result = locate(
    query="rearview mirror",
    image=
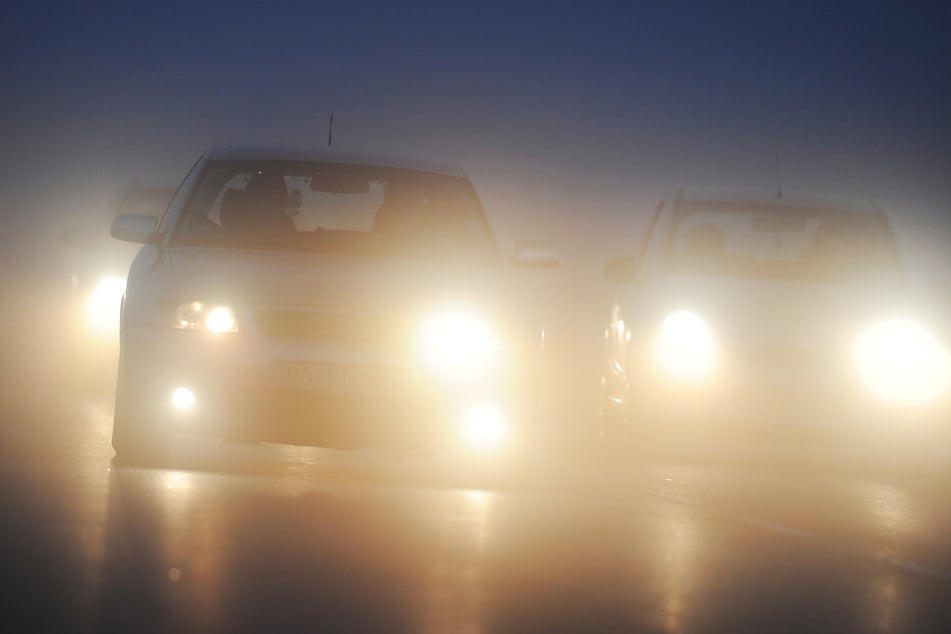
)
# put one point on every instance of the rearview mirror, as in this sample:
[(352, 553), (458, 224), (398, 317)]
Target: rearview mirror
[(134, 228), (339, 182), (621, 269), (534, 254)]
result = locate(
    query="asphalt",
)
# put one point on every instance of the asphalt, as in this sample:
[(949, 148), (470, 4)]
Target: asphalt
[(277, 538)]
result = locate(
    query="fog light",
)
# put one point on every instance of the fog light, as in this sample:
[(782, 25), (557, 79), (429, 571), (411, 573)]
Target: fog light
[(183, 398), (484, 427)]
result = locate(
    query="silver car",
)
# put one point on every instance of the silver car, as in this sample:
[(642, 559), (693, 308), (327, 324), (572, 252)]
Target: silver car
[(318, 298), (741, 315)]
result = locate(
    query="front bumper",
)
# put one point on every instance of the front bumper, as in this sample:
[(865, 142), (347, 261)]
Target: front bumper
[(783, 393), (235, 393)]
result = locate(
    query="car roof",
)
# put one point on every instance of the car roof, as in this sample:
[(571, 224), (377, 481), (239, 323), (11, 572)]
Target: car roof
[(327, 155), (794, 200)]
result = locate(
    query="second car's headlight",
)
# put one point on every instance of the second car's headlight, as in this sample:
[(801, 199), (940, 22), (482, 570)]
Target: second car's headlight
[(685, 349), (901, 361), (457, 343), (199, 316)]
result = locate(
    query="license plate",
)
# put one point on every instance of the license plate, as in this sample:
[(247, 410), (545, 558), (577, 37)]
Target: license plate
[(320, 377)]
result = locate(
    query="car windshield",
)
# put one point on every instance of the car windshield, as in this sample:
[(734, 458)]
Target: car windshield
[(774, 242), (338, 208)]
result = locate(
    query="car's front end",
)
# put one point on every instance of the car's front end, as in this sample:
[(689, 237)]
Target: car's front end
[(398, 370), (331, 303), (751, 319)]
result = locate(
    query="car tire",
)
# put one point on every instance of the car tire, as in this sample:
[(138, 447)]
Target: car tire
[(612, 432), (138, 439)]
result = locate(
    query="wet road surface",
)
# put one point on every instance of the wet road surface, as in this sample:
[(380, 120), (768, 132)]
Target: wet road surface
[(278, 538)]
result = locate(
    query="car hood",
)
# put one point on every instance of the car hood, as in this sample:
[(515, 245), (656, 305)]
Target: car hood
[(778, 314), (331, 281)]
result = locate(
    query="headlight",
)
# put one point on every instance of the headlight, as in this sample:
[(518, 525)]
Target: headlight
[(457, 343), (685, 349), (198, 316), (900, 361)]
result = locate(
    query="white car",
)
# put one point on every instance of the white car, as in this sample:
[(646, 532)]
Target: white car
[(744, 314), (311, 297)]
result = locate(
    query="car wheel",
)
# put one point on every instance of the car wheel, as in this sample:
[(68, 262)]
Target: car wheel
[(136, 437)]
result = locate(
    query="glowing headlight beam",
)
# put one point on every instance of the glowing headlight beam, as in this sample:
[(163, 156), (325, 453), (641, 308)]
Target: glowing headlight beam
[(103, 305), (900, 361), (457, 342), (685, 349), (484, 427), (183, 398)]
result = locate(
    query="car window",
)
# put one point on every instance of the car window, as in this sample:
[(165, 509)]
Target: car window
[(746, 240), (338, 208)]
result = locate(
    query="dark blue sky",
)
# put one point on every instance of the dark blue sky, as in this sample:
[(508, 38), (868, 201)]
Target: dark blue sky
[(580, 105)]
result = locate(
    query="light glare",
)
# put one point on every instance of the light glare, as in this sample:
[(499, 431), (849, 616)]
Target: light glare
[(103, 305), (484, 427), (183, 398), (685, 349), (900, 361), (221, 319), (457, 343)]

+---+

[Try it]: Give the lines again exactly, starting where the entries begin and stopping once the line with "# put one point on every instance of the front" is included; pictures are not copied.

[Written answer]:
result = locate(
    query="rearview mirror",
    image=
)
# put one point on every instance of the rearview mirror, as in this sample:
[(352, 553), (458, 224), (398, 317)]
Target: rearview mirror
[(134, 228), (339, 182), (621, 269), (534, 254)]
result = locate(
    query="asphalt",
)
# put one point on every instance of the asphalt, as in this sample:
[(949, 148), (470, 4)]
Target: asphalt
[(277, 538)]
result = locate(
    query="fog light",
)
# put one point on every instance of the fog light, as in this sample:
[(782, 25), (557, 79), (429, 571), (411, 573)]
Target: fog light
[(183, 398), (484, 427)]
result = locate(
    query="silver car",
)
# put one point on every instance of the silver car, as in this sample:
[(642, 559), (693, 308), (327, 324), (572, 252)]
Target: silver car
[(318, 298), (741, 315)]
result = locate(
    query="front bumper",
)
# put one point on every instance of the front bumper, as in this sample:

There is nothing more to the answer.